:: Provided entries ::
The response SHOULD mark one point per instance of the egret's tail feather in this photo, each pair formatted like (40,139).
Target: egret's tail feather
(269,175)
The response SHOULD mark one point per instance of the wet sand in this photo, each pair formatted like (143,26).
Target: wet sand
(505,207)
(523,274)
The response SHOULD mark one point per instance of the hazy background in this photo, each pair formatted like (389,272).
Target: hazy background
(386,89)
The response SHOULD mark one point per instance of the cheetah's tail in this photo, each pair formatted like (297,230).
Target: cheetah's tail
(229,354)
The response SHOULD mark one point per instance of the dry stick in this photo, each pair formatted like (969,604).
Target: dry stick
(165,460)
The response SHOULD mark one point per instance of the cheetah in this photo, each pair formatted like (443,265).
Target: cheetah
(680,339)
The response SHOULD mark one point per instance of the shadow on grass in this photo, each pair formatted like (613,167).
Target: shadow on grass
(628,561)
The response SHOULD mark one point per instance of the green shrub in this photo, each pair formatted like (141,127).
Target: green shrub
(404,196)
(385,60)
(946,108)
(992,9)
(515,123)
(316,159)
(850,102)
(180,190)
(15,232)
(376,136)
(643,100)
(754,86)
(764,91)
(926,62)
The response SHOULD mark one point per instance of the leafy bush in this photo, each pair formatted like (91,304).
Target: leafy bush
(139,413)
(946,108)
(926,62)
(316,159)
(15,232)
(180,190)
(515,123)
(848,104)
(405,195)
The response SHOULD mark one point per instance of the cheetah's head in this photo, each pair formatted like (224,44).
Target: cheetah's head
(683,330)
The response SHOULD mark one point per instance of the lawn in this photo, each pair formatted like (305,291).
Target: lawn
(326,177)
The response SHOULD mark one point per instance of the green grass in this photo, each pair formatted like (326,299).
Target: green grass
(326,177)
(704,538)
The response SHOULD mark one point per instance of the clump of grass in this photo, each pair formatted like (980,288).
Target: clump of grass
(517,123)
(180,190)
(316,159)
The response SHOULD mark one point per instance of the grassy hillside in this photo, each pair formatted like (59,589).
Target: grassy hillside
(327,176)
:::
What you should do
Write down every line of the data exactly as it appears above.

Output
The response SHOULD mark one point per instance of the egret's tail feather in this photo, each pair formatted like (40,139).
Target: egret's tail feather
(269,175)
The response SHOULD mark one point per instance of the wet sand in this photo, each pair formatted like (143,26).
Target: wet sand
(505,207)
(523,274)
The response SHOULD mark one point per instance of the hazy background in this photo, each pair formatted like (389,272).
Target: hazy background
(386,89)
The response SHOULD mark one point per instance of the cheetah's tail in this photo, each pair formatted like (297,230).
Target: cheetah's tail
(229,354)
The response SHOULD mark one point per instance of the dry stick in this photo, each pair formatted like (969,604).
Target: dry stick
(165,460)
The response SHOULD mark one point per instance of the cheetah in this photo, each pair formatted like (443,265).
Target: cheetah
(680,339)
The response SHOULD mark one point per instance of the shadow on grass in this photo, each pair formatted like (613,167).
Target: shadow on grass
(628,561)
The response SHOULD mark one point per instance of the green shrub in this photo, each pair formatted like (141,127).
Target: green shrub
(404,196)
(385,60)
(946,108)
(992,9)
(515,123)
(316,159)
(850,102)
(180,190)
(15,232)
(376,136)
(643,100)
(754,86)
(764,91)
(926,62)
The response SHOULD mark one point per instance of the leafy bush in this photo, each pair formatted like (91,304).
Target: leafy bush
(139,413)
(946,108)
(926,62)
(316,159)
(15,232)
(180,190)
(515,123)
(848,104)
(405,195)
The response SHOULD mark one point per instance of the cheetah's head in this photo, each pair formatted like (224,44).
Target: cheetah's head
(683,330)
The response SHOULD mark one point per instance of the lawn in this photo, each pair formatted like (305,291).
Target: lawn
(326,177)
The response SHOULD mark one point per instance of the green grass in this photo, each pair formatted like (326,299).
Target: green grass
(326,177)
(704,538)
The response SHOULD mark one point per instance of the clump of grass in this photo, each pair formatted like (980,288).
Target: clump of grass
(517,123)
(180,190)
(316,159)
The response SHOULD mark one point per instance of the grassy hillside in this photo, each pair formatted like (59,589).
Target: grassy hillside
(327,176)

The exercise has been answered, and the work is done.